Exercise brief: Reproduce every line of the entries below, requests included, adding 113 to each coordinate value in the answer polygons while leaving the numbers in the requests and their sample outputs unchanged. Omit the pictures.

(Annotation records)
☆ ☆ ☆ ☆ ☆ ☆ ☆
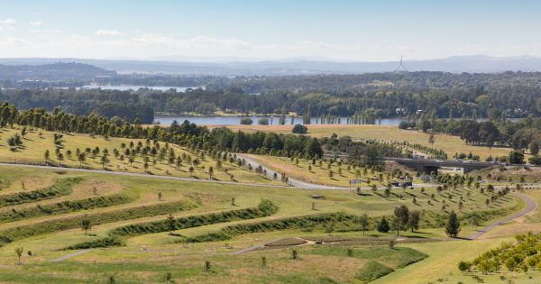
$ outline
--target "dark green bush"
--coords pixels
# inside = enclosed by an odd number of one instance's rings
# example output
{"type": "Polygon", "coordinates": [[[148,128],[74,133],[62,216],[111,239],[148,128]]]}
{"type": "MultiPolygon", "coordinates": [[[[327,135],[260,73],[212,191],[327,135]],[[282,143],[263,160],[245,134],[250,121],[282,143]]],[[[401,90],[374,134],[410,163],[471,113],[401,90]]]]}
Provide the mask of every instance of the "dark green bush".
{"type": "Polygon", "coordinates": [[[378,261],[371,261],[359,270],[359,273],[357,273],[355,278],[364,282],[370,282],[391,273],[392,271],[394,270],[391,268],[378,261]]]}
{"type": "Polygon", "coordinates": [[[112,206],[126,204],[133,201],[135,198],[125,194],[115,194],[105,197],[96,197],[73,201],[61,201],[51,205],[41,206],[35,207],[23,208],[20,210],[12,210],[0,215],[0,223],[14,222],[24,218],[33,218],[42,215],[60,215],[79,210],[88,210],[94,208],[108,207],[112,206]]]}
{"type": "Polygon", "coordinates": [[[78,244],[74,244],[69,246],[67,248],[62,249],[63,251],[71,251],[71,250],[86,250],[86,249],[93,249],[93,248],[103,248],[108,246],[123,246],[124,245],[124,241],[120,238],[115,237],[105,237],[94,241],[85,242],[78,244]]]}
{"type": "Polygon", "coordinates": [[[71,194],[73,185],[81,180],[81,178],[62,179],[47,188],[0,196],[0,207],[67,196],[71,194]]]}
{"type": "MultiPolygon", "coordinates": [[[[175,219],[175,230],[207,225],[216,223],[235,220],[253,219],[270,215],[278,211],[278,207],[270,200],[263,199],[255,208],[238,209],[211,213],[200,215],[187,216],[175,219]]],[[[135,236],[139,234],[168,232],[169,226],[165,220],[142,224],[133,224],[113,230],[112,235],[135,236]]]]}
{"type": "Polygon", "coordinates": [[[0,232],[0,244],[1,243],[11,243],[15,240],[21,240],[36,234],[78,228],[80,226],[83,218],[88,218],[93,225],[97,225],[122,220],[171,214],[192,209],[198,206],[199,204],[193,200],[177,201],[119,209],[113,212],[88,214],[86,216],[69,216],[57,220],[43,221],[0,232]]]}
☆ ☆ ☆ ☆ ☆ ☆ ☆
Task answer:
$ outline
--target "dark green bush"
--coords pixels
# inside = enclosed by an odd number of one instance's rings
# example output
{"type": "Polygon", "coordinates": [[[148,128],[74,133],[62,216],[111,239],[148,128]]]}
{"type": "MultiPolygon", "coordinates": [[[[327,135],[260,73],[212,191],[327,135]],[[282,143],[263,160],[245,134],[250,121],[282,143]]],[[[401,90],[374,134],[410,163],[471,113],[401,90]]]]}
Provide the mask of every instance of the "dark green bush".
{"type": "Polygon", "coordinates": [[[491,374],[484,374],[472,383],[472,386],[470,386],[468,391],[477,395],[483,395],[504,386],[505,384],[507,383],[504,381],[491,374]]]}
{"type": "Polygon", "coordinates": [[[225,319],[239,317],[246,314],[248,311],[238,307],[228,307],[218,310],[209,310],[186,314],[174,314],[164,318],[154,319],[148,320],[136,321],[133,323],[125,323],[113,328],[113,336],[127,335],[137,331],[146,331],[155,328],[173,328],[192,323],[201,323],[207,321],[221,320],[225,319]]]}
{"type": "Polygon", "coordinates": [[[191,357],[187,357],[182,359],[180,361],[175,362],[176,364],[184,364],[184,363],[199,363],[199,362],[206,362],[206,361],[216,361],[221,359],[236,359],[237,358],[237,354],[233,351],[228,350],[218,350],[207,354],[198,355],[191,357]]]}
{"type": "Polygon", "coordinates": [[[184,307],[186,298],[194,293],[194,291],[175,292],[160,301],[113,309],[113,320],[180,309],[184,307]]]}
{"type": "MultiPolygon", "coordinates": [[[[288,332],[288,343],[320,338],[329,336],[348,333],[366,332],[383,328],[391,324],[391,320],[383,313],[376,312],[368,321],[351,322],[324,326],[313,328],[300,329],[288,332]]],[[[248,349],[252,347],[281,345],[282,339],[278,333],[255,337],[246,337],[226,343],[225,348],[248,349]]]]}
{"type": "Polygon", "coordinates": [[[113,345],[113,357],[114,356],[124,356],[128,353],[134,353],[149,347],[191,341],[193,339],[196,331],[201,331],[206,338],[210,338],[235,333],[284,327],[305,322],[311,319],[312,317],[306,313],[290,314],[232,322],[226,325],[201,327],[199,329],[182,329],[170,333],[156,334],[113,345]]]}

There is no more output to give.